→ **Source extract**:
——

NERSC/buildtest-nersc

[Bug]: Trilinos test unable to link to GTL library

Closed this issue · 6 comments

CDASH Build

https://my.cdash.org/test/66436454

Link to buildspec file

https://github.com/buildtesters/buildtest-nersc/blob/devel/buildspecs/e4s/E4S-Testsuite/perlmutter/22.05/trilinos.yml

Please describe the issue?

——

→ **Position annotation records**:

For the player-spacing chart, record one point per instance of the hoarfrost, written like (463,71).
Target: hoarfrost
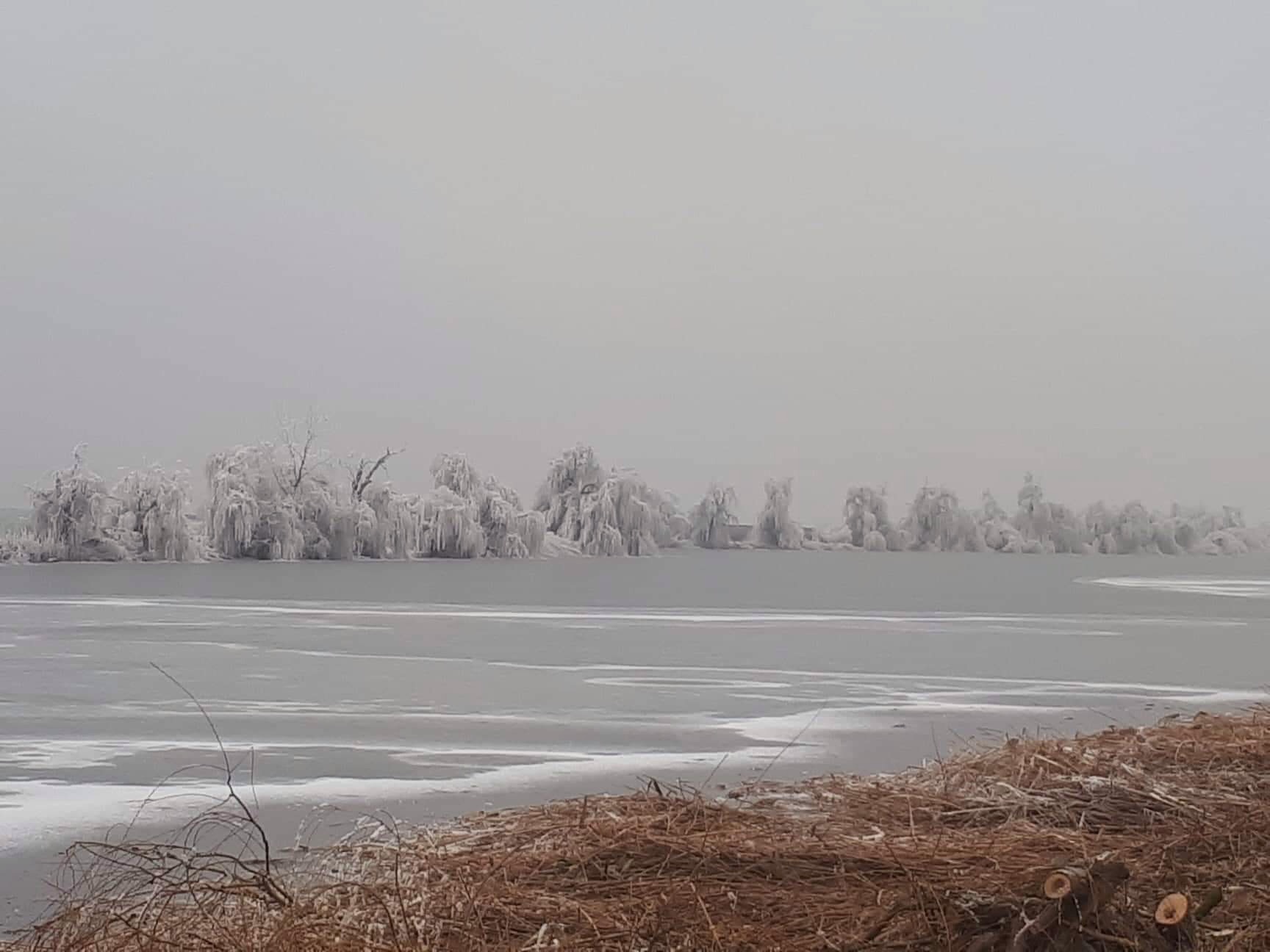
(775,527)
(606,513)
(714,517)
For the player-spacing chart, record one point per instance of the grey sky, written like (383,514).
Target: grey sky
(844,242)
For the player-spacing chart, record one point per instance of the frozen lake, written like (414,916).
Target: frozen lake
(434,688)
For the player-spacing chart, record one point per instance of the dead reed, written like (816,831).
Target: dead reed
(1151,838)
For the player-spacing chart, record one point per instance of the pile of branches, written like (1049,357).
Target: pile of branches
(1152,838)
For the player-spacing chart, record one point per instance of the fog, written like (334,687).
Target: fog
(875,244)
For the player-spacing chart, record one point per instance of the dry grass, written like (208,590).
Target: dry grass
(949,857)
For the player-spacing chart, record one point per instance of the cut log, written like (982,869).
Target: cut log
(1172,909)
(1062,884)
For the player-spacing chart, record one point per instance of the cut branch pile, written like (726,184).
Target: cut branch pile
(1151,840)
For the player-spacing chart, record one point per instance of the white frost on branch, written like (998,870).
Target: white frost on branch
(606,513)
(714,517)
(938,523)
(775,527)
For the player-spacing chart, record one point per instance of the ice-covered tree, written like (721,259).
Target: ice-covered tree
(605,513)
(775,527)
(153,513)
(506,530)
(714,517)
(865,518)
(938,522)
(1048,527)
(252,511)
(71,518)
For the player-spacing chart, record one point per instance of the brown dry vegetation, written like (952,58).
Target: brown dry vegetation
(954,856)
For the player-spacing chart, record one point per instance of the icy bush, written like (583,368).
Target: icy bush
(775,527)
(714,517)
(605,513)
(865,514)
(253,512)
(71,518)
(504,528)
(153,513)
(938,522)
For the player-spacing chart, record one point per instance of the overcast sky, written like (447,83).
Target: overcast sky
(844,242)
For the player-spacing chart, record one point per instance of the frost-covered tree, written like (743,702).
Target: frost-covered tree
(1048,527)
(938,522)
(71,518)
(151,517)
(504,530)
(865,517)
(775,527)
(252,511)
(605,513)
(714,517)
(451,526)
(362,474)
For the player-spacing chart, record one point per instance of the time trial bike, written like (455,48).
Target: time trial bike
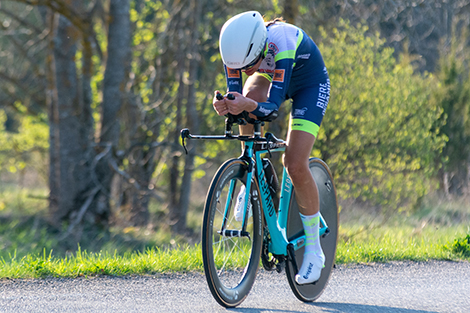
(270,229)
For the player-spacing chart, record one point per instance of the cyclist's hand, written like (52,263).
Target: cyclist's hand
(219,105)
(240,104)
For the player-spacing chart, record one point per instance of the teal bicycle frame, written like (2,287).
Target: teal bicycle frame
(277,223)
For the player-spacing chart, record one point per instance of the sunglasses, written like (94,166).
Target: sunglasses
(247,67)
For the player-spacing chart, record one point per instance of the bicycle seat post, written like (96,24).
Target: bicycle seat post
(228,127)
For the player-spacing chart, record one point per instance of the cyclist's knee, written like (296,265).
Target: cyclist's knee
(296,168)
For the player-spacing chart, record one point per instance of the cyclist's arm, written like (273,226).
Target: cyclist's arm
(279,84)
(234,79)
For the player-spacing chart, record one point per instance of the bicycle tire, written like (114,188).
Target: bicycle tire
(329,210)
(229,276)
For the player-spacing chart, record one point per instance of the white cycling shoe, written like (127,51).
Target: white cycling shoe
(240,205)
(311,269)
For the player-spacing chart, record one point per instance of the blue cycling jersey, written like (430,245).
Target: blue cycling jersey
(292,62)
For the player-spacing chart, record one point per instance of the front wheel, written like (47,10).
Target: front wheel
(329,211)
(230,252)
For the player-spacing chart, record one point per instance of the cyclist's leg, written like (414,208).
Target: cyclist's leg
(305,121)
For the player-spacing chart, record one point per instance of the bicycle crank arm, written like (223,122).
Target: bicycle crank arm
(233,233)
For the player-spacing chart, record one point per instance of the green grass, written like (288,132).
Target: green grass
(379,245)
(387,243)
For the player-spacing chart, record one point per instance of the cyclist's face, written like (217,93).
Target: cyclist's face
(252,69)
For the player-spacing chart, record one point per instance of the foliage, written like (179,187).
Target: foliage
(461,246)
(453,95)
(378,133)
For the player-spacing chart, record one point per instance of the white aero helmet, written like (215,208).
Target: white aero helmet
(242,39)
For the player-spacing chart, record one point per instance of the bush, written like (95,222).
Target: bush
(379,133)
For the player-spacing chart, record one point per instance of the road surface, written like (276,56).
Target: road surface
(395,287)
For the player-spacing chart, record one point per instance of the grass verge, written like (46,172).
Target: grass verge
(376,245)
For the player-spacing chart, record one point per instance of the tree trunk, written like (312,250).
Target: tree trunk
(193,118)
(116,75)
(71,130)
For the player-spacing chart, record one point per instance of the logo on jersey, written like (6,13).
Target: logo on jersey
(272,47)
(233,73)
(279,76)
(300,112)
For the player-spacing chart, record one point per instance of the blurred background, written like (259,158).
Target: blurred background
(94,93)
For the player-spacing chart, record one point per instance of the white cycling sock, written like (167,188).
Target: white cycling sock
(314,259)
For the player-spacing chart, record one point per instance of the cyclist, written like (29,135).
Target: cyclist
(282,62)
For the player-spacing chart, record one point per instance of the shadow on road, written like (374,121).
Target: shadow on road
(352,307)
(329,307)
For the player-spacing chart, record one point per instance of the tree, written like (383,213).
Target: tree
(379,133)
(453,95)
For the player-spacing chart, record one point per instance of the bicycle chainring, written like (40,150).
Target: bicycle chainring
(269,262)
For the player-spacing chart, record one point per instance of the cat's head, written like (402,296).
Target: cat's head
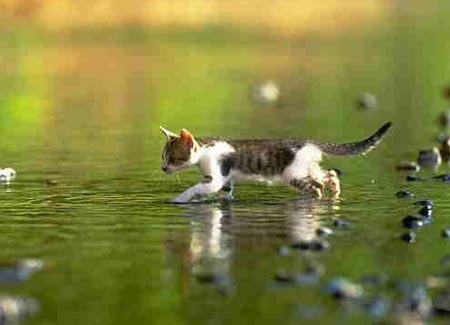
(179,151)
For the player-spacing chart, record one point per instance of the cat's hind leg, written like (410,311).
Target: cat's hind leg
(228,189)
(209,186)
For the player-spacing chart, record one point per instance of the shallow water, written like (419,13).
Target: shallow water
(79,119)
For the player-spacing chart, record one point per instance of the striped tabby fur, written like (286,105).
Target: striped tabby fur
(293,161)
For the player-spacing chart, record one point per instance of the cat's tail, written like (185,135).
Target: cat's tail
(355,148)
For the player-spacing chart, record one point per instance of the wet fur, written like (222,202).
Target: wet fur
(222,162)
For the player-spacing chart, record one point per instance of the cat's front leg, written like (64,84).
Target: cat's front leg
(309,186)
(209,186)
(331,180)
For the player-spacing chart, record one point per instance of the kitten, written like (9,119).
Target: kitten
(293,161)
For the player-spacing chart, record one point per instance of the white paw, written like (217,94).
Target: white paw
(179,200)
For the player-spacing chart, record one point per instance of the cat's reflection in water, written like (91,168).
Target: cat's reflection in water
(217,228)
(304,218)
(211,242)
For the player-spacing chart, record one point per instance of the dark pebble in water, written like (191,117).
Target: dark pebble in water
(341,223)
(367,101)
(441,178)
(412,222)
(14,308)
(409,237)
(441,303)
(430,157)
(308,278)
(284,251)
(378,307)
(343,289)
(426,211)
(426,203)
(404,194)
(324,232)
(315,269)
(408,166)
(446,232)
(312,245)
(51,182)
(416,301)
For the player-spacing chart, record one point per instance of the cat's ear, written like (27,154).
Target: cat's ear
(167,133)
(187,137)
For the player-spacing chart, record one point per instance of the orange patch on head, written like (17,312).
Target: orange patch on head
(187,137)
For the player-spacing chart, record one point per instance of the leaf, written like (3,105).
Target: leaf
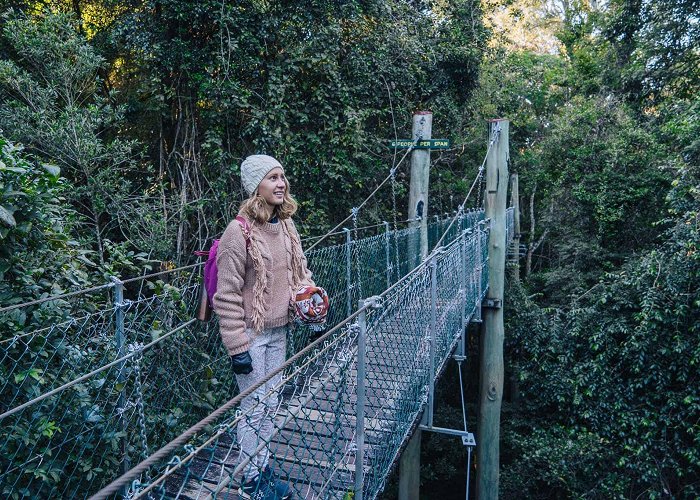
(51,169)
(5,168)
(6,217)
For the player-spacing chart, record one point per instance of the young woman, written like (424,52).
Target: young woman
(261,265)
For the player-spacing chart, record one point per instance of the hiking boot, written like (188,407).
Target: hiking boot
(282,489)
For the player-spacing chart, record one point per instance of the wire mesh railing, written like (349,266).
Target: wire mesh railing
(344,408)
(94,382)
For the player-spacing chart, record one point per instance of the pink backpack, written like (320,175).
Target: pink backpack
(211,270)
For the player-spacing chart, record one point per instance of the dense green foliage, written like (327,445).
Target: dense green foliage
(602,333)
(148,107)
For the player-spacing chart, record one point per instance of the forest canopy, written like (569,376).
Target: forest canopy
(123,125)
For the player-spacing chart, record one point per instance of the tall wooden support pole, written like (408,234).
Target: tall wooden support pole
(409,469)
(420,177)
(491,366)
(515,203)
(409,466)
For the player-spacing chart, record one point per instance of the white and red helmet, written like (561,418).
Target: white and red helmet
(311,306)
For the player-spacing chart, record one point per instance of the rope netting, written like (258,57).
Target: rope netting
(93,383)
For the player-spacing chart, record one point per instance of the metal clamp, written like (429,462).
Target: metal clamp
(374,302)
(491,303)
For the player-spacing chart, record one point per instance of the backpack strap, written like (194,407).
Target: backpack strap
(245,227)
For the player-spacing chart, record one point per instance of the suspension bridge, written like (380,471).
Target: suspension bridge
(119,391)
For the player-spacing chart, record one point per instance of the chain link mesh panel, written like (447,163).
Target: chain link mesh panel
(73,442)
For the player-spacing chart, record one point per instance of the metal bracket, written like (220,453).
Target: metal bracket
(468,440)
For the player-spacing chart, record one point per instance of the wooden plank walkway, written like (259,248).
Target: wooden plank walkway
(313,445)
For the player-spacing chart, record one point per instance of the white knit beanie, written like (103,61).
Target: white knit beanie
(254,169)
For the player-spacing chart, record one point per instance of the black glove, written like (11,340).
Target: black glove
(241,363)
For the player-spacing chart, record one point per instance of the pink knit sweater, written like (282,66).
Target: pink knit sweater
(233,301)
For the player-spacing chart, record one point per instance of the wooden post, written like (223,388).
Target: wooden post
(515,203)
(420,177)
(491,366)
(409,469)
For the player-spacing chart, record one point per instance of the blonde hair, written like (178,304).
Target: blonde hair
(256,209)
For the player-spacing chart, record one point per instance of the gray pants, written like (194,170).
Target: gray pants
(268,351)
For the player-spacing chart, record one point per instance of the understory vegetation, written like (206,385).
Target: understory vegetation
(123,124)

——

→ **Complete the following**:
**A)** Switch "GTL" to "CUDA" in the bug report and write out the part between "[Bug]: Trilinos test" and "describe the issue?", inclusive.
**B)** Return every line of the listing that contains the string "sweater". Case counts.
The bug report and the listing have nothing to do with each other.

→ **Full solutions**:
**A)**
[Bug]: Trilinos test unable to link to CUDA library

Closed this issue · 6 comments

CDASH Build

https://my.cdash.org/test/66436454

Link to buildspec file

https://github.com/buildtesters/buildtest-nersc/blob/devel/buildspecs/e4s/E4S-Testsuite/perlmutter/22.05/trilinos.yml

Please describe the issue?

**B)**
For the player-spacing chart, record one point per instance of the pink knit sweater, written like (282,66).
Target: pink knit sweater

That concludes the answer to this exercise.